---------- The data
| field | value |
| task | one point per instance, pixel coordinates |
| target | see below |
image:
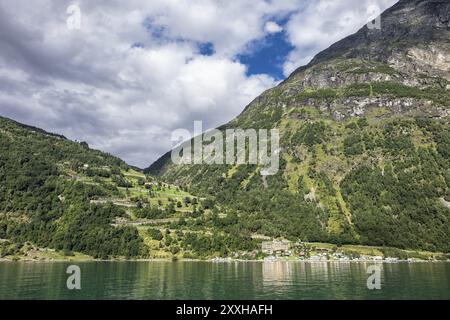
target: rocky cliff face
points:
(364, 128)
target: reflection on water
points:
(233, 280)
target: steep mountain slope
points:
(44, 201)
(61, 200)
(365, 143)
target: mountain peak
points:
(408, 24)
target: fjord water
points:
(231, 280)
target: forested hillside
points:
(365, 142)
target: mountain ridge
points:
(371, 110)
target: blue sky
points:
(268, 56)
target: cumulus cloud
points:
(135, 70)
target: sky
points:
(127, 74)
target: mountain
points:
(365, 143)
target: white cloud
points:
(94, 85)
(272, 27)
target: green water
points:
(233, 280)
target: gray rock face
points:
(412, 49)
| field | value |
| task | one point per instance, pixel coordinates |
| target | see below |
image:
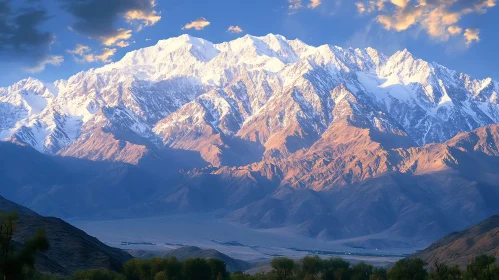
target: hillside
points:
(461, 247)
(326, 142)
(184, 253)
(70, 248)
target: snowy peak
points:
(267, 90)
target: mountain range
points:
(460, 248)
(70, 248)
(327, 142)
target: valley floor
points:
(170, 232)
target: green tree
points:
(336, 269)
(379, 273)
(311, 267)
(482, 268)
(283, 267)
(161, 276)
(15, 261)
(240, 276)
(361, 271)
(408, 269)
(441, 271)
(197, 269)
(218, 269)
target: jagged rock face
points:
(336, 133)
(265, 93)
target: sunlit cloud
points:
(102, 25)
(198, 24)
(54, 60)
(314, 4)
(83, 54)
(121, 35)
(145, 17)
(122, 44)
(235, 29)
(298, 4)
(471, 35)
(440, 19)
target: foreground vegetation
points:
(19, 263)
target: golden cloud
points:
(235, 29)
(198, 24)
(55, 60)
(439, 18)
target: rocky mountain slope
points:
(187, 252)
(328, 142)
(70, 248)
(461, 247)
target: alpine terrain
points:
(327, 142)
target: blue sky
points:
(54, 39)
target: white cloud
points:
(298, 4)
(471, 35)
(439, 18)
(55, 60)
(314, 3)
(235, 29)
(83, 54)
(121, 35)
(122, 44)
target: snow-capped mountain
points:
(331, 142)
(188, 93)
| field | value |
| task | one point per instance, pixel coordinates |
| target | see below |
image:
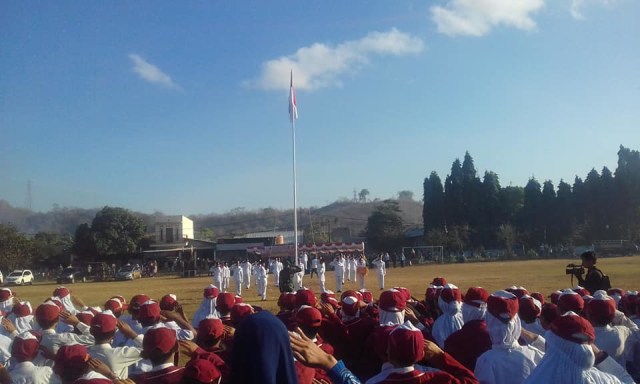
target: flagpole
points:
(295, 194)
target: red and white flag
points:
(293, 107)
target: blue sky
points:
(183, 108)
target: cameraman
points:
(594, 279)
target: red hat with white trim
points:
(601, 309)
(350, 305)
(574, 328)
(450, 293)
(392, 301)
(309, 316)
(211, 292)
(225, 302)
(503, 305)
(406, 344)
(476, 296)
(570, 301)
(305, 296)
(24, 347)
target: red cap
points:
(574, 328)
(209, 329)
(47, 312)
(476, 296)
(549, 312)
(538, 296)
(570, 301)
(168, 302)
(308, 316)
(61, 292)
(240, 311)
(555, 296)
(392, 301)
(149, 311)
(5, 294)
(201, 371)
(305, 297)
(367, 296)
(137, 301)
(601, 309)
(406, 344)
(71, 361)
(158, 341)
(104, 323)
(503, 305)
(520, 291)
(530, 308)
(211, 292)
(350, 305)
(287, 300)
(114, 305)
(21, 309)
(85, 317)
(450, 293)
(25, 347)
(225, 302)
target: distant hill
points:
(346, 218)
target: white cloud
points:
(478, 17)
(320, 65)
(577, 6)
(150, 73)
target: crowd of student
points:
(510, 336)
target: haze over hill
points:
(344, 219)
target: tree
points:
(362, 196)
(116, 232)
(405, 195)
(384, 227)
(15, 248)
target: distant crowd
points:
(511, 336)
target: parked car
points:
(19, 277)
(71, 275)
(129, 272)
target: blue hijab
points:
(261, 352)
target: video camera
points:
(574, 269)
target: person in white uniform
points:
(381, 271)
(338, 266)
(238, 277)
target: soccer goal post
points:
(424, 254)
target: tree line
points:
(469, 212)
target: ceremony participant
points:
(314, 266)
(23, 352)
(159, 346)
(246, 273)
(261, 342)
(450, 321)
(338, 266)
(467, 344)
(118, 359)
(207, 306)
(238, 277)
(361, 272)
(593, 279)
(321, 274)
(506, 362)
(262, 281)
(381, 271)
(570, 356)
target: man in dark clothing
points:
(594, 279)
(285, 282)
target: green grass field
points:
(536, 275)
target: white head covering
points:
(450, 321)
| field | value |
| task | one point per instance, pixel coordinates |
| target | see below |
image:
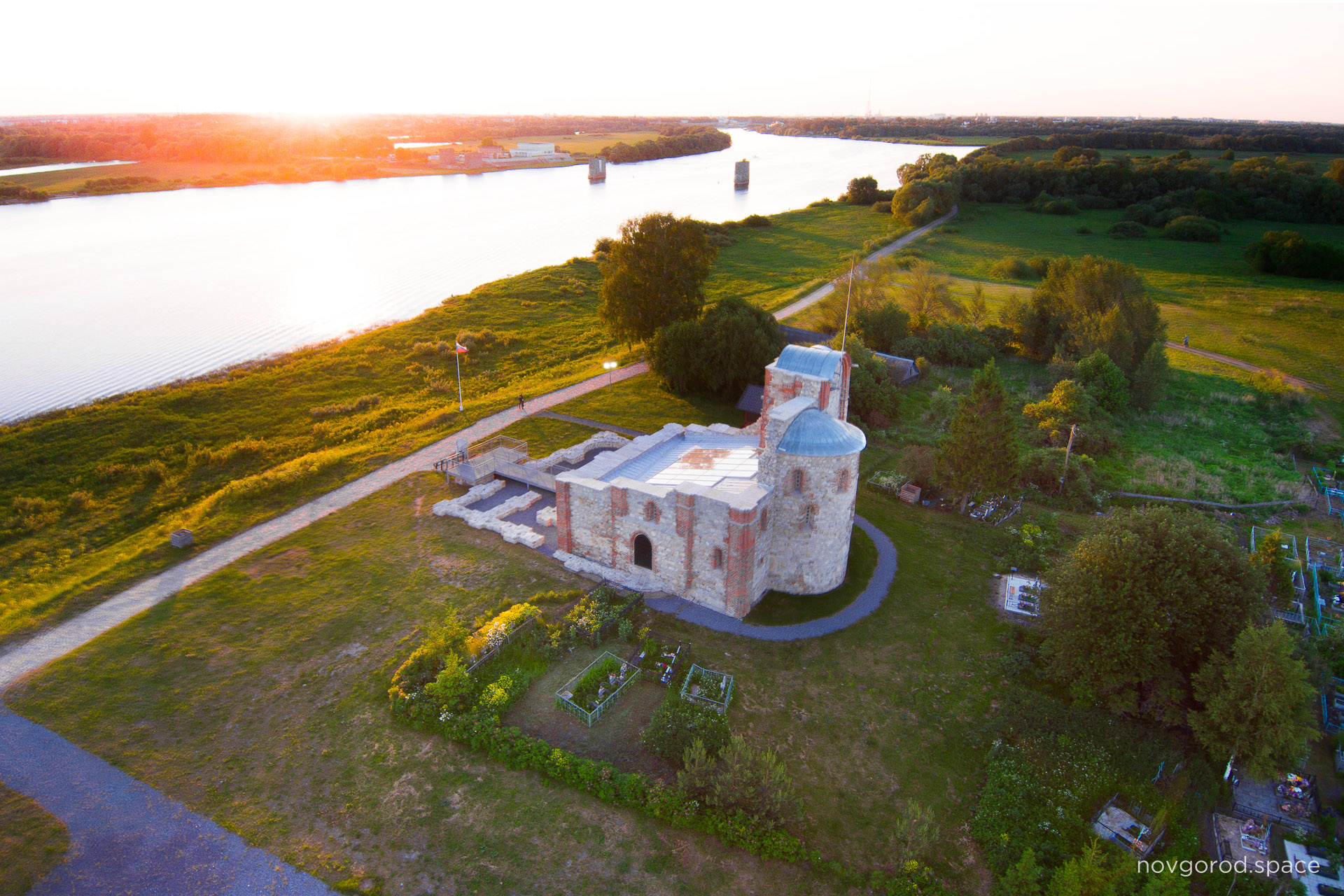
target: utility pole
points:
(1073, 430)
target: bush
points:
(1126, 230)
(678, 723)
(1289, 253)
(1104, 382)
(1012, 267)
(739, 780)
(917, 464)
(1193, 229)
(720, 354)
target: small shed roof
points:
(753, 398)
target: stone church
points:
(720, 514)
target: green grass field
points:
(276, 671)
(89, 496)
(1206, 290)
(33, 841)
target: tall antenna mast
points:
(844, 332)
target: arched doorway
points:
(643, 552)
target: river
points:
(106, 295)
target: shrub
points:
(1012, 267)
(1126, 230)
(1193, 229)
(739, 778)
(1104, 382)
(917, 464)
(678, 723)
(1289, 253)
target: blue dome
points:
(818, 434)
(813, 360)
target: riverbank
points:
(93, 492)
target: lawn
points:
(33, 841)
(276, 669)
(1206, 290)
(89, 496)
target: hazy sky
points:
(1190, 59)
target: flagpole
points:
(844, 332)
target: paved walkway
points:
(596, 425)
(1245, 365)
(83, 629)
(822, 292)
(869, 601)
(125, 837)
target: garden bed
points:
(592, 692)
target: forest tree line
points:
(672, 141)
(1100, 133)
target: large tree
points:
(1093, 304)
(718, 354)
(980, 451)
(1138, 608)
(1257, 703)
(654, 274)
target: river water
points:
(106, 295)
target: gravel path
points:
(1245, 365)
(596, 425)
(125, 837)
(869, 601)
(822, 292)
(83, 629)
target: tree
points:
(1091, 875)
(980, 451)
(654, 276)
(882, 326)
(1025, 878)
(863, 191)
(718, 354)
(1336, 171)
(1257, 703)
(977, 312)
(1139, 606)
(1272, 561)
(927, 296)
(1069, 405)
(1104, 382)
(1088, 305)
(739, 778)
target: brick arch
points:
(641, 548)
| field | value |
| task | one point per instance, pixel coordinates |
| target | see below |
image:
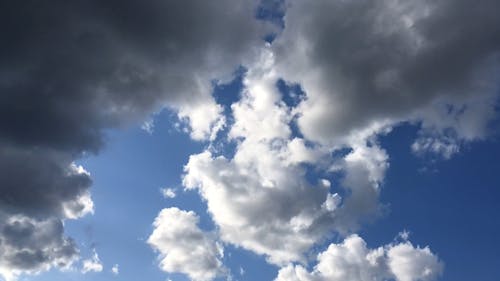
--------------------
Track down each line in the rows above that contains the word "white", and copy those lines out.

### Answer to the problem
target: white cloud
target: white cloud
target: red and white flag
target: red hat with white trim
target: white cloud
target: person in white uniform
target: white head covering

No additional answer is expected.